### [Supplied entries]
################
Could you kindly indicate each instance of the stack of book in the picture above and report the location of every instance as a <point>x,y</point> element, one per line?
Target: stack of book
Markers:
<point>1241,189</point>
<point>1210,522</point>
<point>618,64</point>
################
Rewrite the material above, replacing every occurrence of "stack of book" with "pile of books" and leaving everything else unchanged.

### [Solution]
Could you kindly indicate each instance of the pile of books in the picture above and report the location of every instance as a <point>x,y</point> element, one per line?
Target: pile of books
Markers:
<point>1241,189</point>
<point>1210,522</point>
<point>618,64</point>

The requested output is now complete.